Lay out the lines below as a Markdown table with the columns "Row" and "Line," running from the start through the line with "x=223 y=647", inclusive. Give each line a row number, skip blank lines, and leave the pictures out.

■ Coordinate annotation lines
┌──

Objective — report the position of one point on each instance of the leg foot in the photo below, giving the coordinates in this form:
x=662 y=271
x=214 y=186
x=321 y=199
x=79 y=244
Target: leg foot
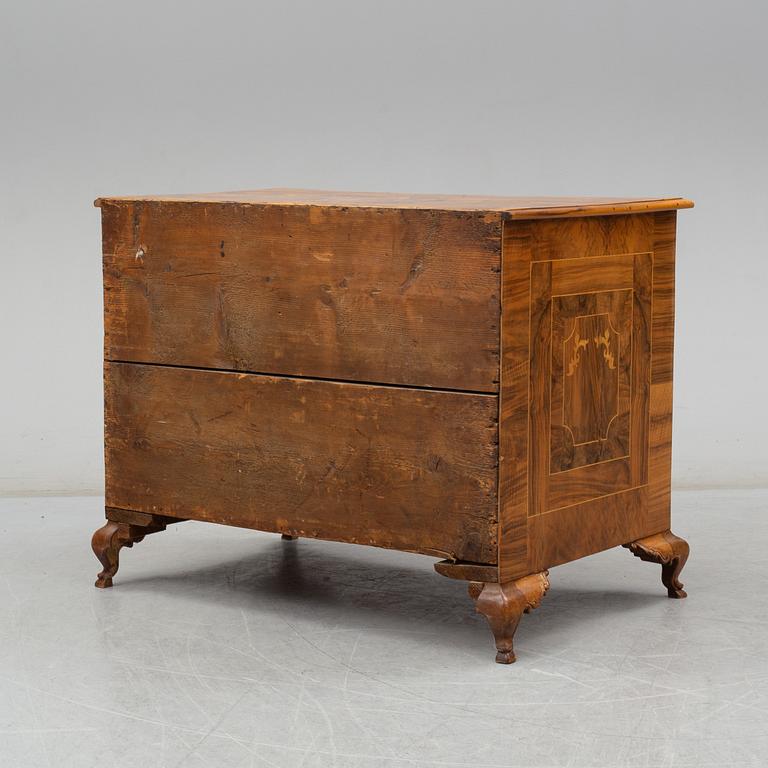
x=670 y=552
x=504 y=604
x=111 y=538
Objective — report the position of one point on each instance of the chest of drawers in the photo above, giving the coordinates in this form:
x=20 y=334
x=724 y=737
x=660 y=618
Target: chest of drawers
x=484 y=380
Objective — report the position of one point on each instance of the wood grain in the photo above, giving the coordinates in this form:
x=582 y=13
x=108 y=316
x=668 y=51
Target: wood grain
x=557 y=277
x=503 y=606
x=381 y=296
x=511 y=207
x=388 y=466
x=670 y=552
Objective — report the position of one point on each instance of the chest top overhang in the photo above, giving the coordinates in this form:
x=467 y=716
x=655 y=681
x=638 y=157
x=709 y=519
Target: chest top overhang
x=505 y=207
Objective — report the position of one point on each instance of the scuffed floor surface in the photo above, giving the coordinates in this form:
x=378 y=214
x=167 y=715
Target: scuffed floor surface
x=223 y=647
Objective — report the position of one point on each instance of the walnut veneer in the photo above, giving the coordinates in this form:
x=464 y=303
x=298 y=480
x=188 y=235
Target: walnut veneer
x=485 y=380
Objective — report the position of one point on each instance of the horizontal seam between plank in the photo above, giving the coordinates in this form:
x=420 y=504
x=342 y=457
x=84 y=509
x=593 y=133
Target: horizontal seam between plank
x=447 y=390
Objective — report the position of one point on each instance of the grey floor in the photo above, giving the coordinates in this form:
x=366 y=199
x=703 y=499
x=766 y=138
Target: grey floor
x=222 y=647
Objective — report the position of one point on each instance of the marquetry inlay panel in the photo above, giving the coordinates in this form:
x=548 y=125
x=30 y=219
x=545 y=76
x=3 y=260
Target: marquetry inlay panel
x=590 y=377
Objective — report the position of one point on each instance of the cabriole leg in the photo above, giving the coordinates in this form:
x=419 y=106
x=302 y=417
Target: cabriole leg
x=670 y=552
x=112 y=537
x=504 y=604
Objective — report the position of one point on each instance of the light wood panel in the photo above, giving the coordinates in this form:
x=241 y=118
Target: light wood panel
x=512 y=207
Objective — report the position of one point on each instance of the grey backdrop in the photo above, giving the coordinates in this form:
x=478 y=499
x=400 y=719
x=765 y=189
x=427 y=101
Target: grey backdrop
x=652 y=98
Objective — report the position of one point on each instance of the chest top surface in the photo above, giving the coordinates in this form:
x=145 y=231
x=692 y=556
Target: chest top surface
x=507 y=207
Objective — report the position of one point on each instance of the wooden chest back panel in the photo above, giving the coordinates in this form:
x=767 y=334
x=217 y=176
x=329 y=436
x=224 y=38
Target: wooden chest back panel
x=375 y=295
x=396 y=467
x=585 y=411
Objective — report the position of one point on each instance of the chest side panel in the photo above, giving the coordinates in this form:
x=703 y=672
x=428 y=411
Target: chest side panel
x=395 y=467
x=586 y=376
x=375 y=295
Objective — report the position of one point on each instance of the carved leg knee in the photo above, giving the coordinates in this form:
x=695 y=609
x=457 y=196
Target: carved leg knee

└──

■ SOLVED EXERCISE
| Row | Line |
|---|---|
| 1 | Objective — report the position of one point on each instance of the leg foot in the photo below, giving the coordinates in this form: |
| 2 | x=662 y=271 |
| 3 | x=214 y=186 |
| 4 | x=321 y=199 |
| 5 | x=79 y=244 |
| 6 | Target: leg foot |
| 7 | x=670 y=552 |
| 8 | x=504 y=604 |
| 9 | x=111 y=538 |
| 10 | Objective — report the position of one point on each instance of the chest of drawers in the photo above, giving the coordinates in this form: |
| 11 | x=20 y=334 |
| 12 | x=724 y=737 |
| 13 | x=660 y=618 |
| 14 | Target: chest of drawers |
| 15 | x=484 y=380 |
| 16 | Objective — report the position of one point on each instance of the wood grain in the photo above, giving the coordinates in this form: |
| 17 | x=582 y=13 |
| 18 | x=108 y=316 |
| 19 | x=668 y=51 |
| 20 | Target: wood grain |
| 21 | x=557 y=277 |
| 22 | x=503 y=606 |
| 23 | x=381 y=296 |
| 24 | x=511 y=207 |
| 25 | x=388 y=466 |
| 26 | x=670 y=552 |
| 27 | Objective — report the position of one point on each instance of the chest top overhang in the photo above, giving the coordinates in this form: |
| 28 | x=467 y=716 |
| 29 | x=655 y=681 |
| 30 | x=638 y=157 |
| 31 | x=709 y=519 |
| 32 | Target: chest top overhang |
| 33 | x=505 y=207 |
| 34 | Objective — report the position of one point on each instance of the scuffed floor surface in the photo above, giving the coordinates in this form: |
| 35 | x=378 y=214 |
| 36 | x=167 y=715 |
| 37 | Target: scuffed floor surface |
| 38 | x=223 y=647 |